** start of EXCERPT PROVIDED **

The political landscape, however, remains in limbo.
The day I arrived in Boston (Tuesday) Donnie, also known as Florida Man (as the New York Post called him in a scathing headline on the bottom of page 1), made, to no one’s surprise really, his announcement about running again for the presidency in 2024. Quite a number of folks had considerable fun with the announcement. CNN’s Chris Cillizza helpfully extracted the 51 most outlandish lines from Donnie’s one-hour meandering speech; quite a doozy it was. As Conway has argued, Trump is running because he is out for vengeance and hopes this way to escape prosecution. Which sounds right. I hope that of the various legal jeopardies that he faces, one will land him in the slammer. That a special councel now runs a couple of these investigations makes hopeful. That Donnie thought the DoJ’s move was disgraceful makes even more hopeful. In any case, few heavyhitters attended the announcement although Australia’s Gina Rinehart apparently did. Go, Gina, go! I am proud of you. Not!
Democrats subsequently mostly rooted for another presidential bid by Florida Man, to no one’s surprise. Donnie commands his base but that base is shrinking — even Murdoch and major donors have deserted him — and as the midterm elections have demonstrated, he has become a liability. Trump’s announcement presents a challenge for the Republican Party because, notwithstanding his loyal base of die-hard MAGA followers, most relevant Republican players, from McConnell, to DeSantis, and even Pence, seem to agree that with Trump the Republication Party will not win any election soon. Or as Mulvaney, former prominent lackey to Trump (former chief of staff, among other appointments), put it bluntly and provocatively, Donald Trump is the only Republican who can lose in 2024. That’s maybe overstating the case, alas the basic point is well taken. Mulvaney, however, also points out that with several candidates vying for votes that loyal base of die-hard MAGA followers might be large enough to make Trump once more the Republication Party’s candidate. Which seems not out of the realm of the impossible. It’s not over til its over, as Sepp Herberger opined. Elon “Space Karen” Mucketeer’s decision to allow Trump back on twitter also might affect the dynamics in unpredictable ways.

** end of EXCERPT PROVIDED **

JOBS>
1/ Put this sentence from the text on Trump's 2024 run into Spanish: "The political landscape, however, remains in limbo."
2/ Carry the text on Trump's 2024 run forward with the next part after its final sentence.
The records have no part in this work.

** start of EXTRACTED DATA **

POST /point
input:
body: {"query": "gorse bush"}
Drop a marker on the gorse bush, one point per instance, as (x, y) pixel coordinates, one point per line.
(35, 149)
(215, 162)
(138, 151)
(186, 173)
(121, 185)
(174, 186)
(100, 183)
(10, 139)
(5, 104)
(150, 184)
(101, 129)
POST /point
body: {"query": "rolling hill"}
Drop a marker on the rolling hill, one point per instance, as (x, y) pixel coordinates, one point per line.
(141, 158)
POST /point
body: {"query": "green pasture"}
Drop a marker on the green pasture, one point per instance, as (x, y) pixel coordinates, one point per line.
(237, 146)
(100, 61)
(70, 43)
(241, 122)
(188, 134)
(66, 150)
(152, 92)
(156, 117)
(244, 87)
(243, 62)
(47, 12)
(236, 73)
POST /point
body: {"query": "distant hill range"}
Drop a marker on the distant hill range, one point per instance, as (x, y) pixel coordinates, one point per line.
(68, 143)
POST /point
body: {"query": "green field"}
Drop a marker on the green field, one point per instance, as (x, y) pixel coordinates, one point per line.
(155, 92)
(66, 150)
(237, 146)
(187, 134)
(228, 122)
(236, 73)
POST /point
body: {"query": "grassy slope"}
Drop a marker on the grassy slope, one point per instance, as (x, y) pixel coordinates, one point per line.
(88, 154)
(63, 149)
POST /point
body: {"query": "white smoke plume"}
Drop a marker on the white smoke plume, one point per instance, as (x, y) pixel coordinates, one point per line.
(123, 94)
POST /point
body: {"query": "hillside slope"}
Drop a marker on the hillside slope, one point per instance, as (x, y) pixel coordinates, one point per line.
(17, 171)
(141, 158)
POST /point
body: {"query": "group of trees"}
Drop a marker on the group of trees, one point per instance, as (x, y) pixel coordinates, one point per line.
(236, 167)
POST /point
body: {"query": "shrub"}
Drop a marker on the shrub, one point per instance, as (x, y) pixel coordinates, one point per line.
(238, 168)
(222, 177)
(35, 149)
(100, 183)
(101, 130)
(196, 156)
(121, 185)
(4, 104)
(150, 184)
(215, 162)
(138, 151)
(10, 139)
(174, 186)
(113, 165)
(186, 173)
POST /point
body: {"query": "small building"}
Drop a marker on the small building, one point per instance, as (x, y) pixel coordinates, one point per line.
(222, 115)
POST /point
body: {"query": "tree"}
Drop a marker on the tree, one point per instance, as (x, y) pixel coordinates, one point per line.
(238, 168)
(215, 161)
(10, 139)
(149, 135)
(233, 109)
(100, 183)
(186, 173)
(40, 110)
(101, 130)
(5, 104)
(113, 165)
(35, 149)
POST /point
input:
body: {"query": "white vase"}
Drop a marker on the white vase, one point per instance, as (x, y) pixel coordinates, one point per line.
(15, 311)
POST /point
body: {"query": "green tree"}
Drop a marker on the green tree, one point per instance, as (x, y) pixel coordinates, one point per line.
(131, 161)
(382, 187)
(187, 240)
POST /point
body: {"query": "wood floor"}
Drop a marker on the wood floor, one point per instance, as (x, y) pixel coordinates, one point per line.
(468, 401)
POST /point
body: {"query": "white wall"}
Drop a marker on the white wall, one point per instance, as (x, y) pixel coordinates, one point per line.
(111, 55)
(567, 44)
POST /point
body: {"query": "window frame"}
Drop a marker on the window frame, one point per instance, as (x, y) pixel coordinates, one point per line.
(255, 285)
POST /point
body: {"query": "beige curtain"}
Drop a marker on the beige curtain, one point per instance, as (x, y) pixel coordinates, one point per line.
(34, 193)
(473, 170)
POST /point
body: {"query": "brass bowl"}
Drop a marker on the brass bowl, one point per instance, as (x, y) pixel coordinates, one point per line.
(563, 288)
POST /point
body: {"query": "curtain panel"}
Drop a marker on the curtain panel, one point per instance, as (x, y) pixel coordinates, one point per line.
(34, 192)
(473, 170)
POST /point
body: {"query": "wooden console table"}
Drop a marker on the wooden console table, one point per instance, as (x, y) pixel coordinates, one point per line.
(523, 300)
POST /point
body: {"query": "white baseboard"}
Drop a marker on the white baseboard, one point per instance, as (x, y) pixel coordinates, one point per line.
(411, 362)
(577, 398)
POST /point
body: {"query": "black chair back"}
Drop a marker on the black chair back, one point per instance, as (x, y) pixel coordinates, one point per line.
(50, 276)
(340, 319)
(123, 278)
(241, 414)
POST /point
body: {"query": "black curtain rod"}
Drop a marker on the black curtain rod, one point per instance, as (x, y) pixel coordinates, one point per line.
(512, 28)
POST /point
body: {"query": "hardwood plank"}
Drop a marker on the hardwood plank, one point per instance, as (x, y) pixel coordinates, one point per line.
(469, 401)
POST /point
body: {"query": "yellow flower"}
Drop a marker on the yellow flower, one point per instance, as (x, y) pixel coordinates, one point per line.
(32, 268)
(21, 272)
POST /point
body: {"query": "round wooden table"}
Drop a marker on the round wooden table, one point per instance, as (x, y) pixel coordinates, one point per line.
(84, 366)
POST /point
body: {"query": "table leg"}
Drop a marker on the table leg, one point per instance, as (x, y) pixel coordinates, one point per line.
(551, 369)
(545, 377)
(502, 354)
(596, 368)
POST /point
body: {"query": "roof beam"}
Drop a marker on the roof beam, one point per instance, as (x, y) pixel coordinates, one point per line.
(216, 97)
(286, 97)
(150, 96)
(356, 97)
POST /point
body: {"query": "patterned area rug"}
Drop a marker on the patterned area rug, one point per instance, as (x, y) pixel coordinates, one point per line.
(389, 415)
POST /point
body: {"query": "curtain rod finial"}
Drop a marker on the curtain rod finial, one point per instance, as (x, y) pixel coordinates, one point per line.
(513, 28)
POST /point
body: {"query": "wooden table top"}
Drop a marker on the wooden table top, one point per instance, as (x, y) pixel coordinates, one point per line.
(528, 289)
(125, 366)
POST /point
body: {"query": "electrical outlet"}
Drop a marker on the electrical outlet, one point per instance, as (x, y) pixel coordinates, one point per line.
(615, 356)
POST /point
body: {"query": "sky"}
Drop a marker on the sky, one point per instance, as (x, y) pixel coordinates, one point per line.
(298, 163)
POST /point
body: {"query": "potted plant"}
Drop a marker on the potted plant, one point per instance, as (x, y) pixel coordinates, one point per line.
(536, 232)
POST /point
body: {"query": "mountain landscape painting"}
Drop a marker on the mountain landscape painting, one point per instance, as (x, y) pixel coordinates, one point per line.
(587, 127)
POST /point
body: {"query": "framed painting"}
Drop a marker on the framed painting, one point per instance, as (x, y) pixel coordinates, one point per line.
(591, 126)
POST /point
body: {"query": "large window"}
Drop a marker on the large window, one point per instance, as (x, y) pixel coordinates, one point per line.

** end of EXTRACTED DATA **

FINAL ANSWERS>
1/ El panorama político, sin embargo, sigue en el limbo.

2/
A couple of days later — after the Republicans won control of the House—, Pelosi announced that she would not contest the Democrat House majority leadership role again. Her speech was magnificent and worth listening to. It was telling though that, while the Democrats’ side of the House was at full capacity and then some, only about a dozen Republican representatives had the decency to attend her farewell speech of sorts. (She will stay on to represent her constituents.) It does not bode well.
With Republicans having narrowly won the House, Democrats having maintained control of the Senate, and several leadership contests on their way, it’s hard to predict what the next couple of years will bring. There will surely be considerable soul-searching on the Republican side and it is not clear to me that the multiple inquisitions and personnel decisions that McCarthy has announced will indeed materialize. I doubt that McCarthy will be under the thumb of the queen of MAGA, Marjorie Taylor Greene, who endorsed him recently. McCarthy will have to negotiate with Trump followers but also many, openly or not so openly, anti-Trumpers. These internal dynamics will be fascinating to watch. With their majority in the House does come responsibility for an economy that got clobbered through Russia’s war on Ukraine, resultant rocketing energy prices, etc. and the voters will hardly be impressed if all the House Republicans produce is internal bickering and theatre. Maybe some more bi-partisan legislating is around the corner. Not getting my hopes up too much.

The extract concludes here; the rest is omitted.